▸ **Job**
Recast the items below, from the line containing "Return one point for each instance of the sand" through the final line, inclusive, as a JSON list of strings with one string per line and blank lines omitted.

▸ **Material for the task**
-----
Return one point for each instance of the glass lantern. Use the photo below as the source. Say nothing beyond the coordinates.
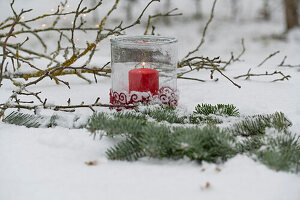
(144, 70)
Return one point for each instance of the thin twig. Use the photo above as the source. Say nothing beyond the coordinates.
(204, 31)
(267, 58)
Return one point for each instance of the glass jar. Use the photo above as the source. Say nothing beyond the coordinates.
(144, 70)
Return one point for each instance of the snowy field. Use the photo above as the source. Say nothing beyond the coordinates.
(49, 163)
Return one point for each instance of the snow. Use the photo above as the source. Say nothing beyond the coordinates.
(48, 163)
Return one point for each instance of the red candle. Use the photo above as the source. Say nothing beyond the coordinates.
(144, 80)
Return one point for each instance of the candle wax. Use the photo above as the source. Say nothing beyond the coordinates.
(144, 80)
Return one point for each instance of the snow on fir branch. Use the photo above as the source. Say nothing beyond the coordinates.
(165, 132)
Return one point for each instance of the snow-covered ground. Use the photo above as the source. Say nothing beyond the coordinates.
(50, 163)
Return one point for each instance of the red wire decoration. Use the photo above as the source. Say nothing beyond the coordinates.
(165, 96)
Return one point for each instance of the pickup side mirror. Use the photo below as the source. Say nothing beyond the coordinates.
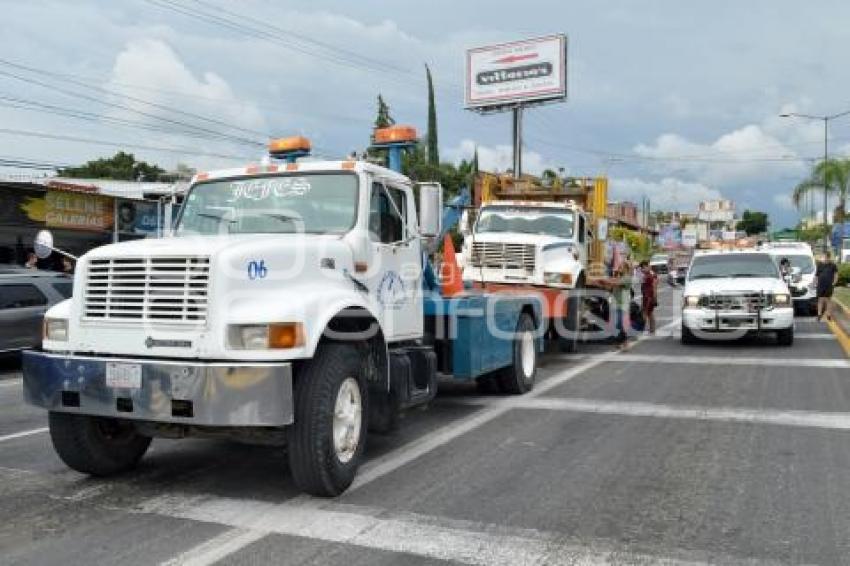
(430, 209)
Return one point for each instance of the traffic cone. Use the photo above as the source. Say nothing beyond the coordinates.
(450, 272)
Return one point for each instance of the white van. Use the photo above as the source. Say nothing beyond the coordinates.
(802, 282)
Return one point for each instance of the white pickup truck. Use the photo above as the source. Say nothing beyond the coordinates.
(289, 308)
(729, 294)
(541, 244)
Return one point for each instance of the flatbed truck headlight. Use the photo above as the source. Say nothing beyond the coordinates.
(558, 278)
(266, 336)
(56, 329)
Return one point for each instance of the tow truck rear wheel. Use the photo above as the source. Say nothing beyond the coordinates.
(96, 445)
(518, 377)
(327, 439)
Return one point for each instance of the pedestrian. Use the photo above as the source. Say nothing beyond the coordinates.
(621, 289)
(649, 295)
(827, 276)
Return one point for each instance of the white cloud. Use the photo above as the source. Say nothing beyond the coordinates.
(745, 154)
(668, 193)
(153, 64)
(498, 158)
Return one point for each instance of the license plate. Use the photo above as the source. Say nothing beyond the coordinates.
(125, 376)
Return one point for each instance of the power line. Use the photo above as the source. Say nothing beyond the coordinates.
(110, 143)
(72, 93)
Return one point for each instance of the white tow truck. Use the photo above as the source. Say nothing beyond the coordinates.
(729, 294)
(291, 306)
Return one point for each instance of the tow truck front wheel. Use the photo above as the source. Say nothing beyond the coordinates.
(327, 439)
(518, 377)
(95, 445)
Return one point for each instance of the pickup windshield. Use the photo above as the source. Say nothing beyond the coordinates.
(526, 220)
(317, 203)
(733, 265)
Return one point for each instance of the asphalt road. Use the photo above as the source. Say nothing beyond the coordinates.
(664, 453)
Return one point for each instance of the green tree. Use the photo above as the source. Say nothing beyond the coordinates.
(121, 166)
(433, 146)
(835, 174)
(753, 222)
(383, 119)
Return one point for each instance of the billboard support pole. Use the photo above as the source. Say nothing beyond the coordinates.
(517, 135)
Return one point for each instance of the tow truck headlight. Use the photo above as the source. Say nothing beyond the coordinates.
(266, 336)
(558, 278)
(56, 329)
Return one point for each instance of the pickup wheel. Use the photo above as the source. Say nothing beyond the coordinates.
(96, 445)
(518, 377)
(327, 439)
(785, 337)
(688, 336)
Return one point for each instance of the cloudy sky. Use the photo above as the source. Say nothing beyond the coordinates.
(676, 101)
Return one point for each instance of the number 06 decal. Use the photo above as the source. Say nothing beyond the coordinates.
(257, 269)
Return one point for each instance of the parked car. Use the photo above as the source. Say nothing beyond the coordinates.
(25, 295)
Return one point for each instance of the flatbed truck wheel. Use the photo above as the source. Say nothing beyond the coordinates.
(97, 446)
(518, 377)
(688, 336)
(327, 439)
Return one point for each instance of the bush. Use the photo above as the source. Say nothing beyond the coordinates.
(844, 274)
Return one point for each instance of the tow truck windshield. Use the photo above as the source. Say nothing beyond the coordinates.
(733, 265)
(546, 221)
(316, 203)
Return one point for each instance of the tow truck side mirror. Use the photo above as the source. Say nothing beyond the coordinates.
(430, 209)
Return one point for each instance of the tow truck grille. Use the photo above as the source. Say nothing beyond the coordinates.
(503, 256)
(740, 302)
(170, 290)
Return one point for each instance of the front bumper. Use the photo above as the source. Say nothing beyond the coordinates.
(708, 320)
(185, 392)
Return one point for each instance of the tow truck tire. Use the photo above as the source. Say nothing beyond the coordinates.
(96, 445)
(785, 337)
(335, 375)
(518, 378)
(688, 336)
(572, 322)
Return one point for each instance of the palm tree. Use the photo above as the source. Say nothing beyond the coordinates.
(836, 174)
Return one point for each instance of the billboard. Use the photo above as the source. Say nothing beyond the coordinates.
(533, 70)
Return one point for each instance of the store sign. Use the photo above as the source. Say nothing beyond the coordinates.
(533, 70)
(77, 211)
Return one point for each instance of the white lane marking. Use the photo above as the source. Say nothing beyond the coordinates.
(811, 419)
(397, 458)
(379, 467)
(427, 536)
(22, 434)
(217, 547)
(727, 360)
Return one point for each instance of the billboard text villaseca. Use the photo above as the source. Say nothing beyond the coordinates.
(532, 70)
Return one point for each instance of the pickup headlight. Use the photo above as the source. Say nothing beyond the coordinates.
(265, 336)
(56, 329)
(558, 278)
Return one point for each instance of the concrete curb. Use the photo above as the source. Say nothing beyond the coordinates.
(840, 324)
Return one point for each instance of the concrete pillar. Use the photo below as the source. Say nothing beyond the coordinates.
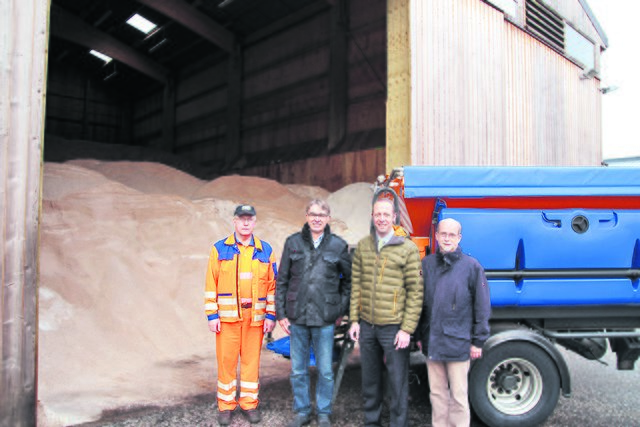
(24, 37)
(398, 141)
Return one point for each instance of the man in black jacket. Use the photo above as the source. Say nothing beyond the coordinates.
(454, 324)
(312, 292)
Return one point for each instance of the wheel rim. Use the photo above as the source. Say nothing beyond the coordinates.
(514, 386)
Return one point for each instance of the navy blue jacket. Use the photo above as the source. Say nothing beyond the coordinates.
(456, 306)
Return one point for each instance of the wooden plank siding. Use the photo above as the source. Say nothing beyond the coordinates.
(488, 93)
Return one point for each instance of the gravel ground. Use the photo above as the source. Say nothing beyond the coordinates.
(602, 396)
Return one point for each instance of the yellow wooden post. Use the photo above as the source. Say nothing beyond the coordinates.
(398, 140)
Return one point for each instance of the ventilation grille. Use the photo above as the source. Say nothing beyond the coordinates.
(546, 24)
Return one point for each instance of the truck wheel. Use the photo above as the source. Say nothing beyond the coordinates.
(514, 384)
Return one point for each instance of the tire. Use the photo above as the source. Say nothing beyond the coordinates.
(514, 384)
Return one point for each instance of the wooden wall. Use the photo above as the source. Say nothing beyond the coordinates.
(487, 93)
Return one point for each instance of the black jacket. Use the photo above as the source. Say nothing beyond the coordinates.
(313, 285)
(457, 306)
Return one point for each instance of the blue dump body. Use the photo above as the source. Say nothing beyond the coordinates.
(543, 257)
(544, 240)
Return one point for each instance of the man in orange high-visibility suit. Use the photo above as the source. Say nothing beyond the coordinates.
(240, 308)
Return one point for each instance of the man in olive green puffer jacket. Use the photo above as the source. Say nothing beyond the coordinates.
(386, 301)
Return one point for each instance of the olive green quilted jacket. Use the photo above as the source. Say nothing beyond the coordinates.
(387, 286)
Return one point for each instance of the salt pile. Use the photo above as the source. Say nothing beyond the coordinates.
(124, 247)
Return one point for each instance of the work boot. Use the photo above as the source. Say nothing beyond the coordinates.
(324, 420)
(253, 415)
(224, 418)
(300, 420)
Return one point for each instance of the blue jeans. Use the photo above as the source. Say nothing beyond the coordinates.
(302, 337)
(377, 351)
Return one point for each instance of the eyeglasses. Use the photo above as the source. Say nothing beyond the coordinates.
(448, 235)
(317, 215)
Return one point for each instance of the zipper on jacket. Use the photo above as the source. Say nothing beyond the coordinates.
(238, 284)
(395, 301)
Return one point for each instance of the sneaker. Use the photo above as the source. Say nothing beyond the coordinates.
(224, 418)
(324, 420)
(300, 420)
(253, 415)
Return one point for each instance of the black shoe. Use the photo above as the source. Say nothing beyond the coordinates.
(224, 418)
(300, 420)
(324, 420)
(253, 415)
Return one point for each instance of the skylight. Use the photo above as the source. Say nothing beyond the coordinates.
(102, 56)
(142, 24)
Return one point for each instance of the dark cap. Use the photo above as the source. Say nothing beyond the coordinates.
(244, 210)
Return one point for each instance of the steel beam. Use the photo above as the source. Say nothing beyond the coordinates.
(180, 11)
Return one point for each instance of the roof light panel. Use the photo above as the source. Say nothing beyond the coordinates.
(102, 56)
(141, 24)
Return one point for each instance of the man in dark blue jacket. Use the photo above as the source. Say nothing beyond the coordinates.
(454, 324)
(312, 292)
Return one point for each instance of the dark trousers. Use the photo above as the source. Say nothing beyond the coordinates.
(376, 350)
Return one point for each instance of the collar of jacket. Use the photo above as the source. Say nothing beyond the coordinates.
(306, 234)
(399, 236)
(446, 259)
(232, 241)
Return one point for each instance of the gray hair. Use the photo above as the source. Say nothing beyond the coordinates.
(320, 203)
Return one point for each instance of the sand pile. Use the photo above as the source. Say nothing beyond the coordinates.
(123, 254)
-----
▸ **Answer for the task**
[
  "Return one point for each instance of the sand pile. Use the photo above as the source. Say nothing beyond the coordinates.",
  "(123, 254)"
]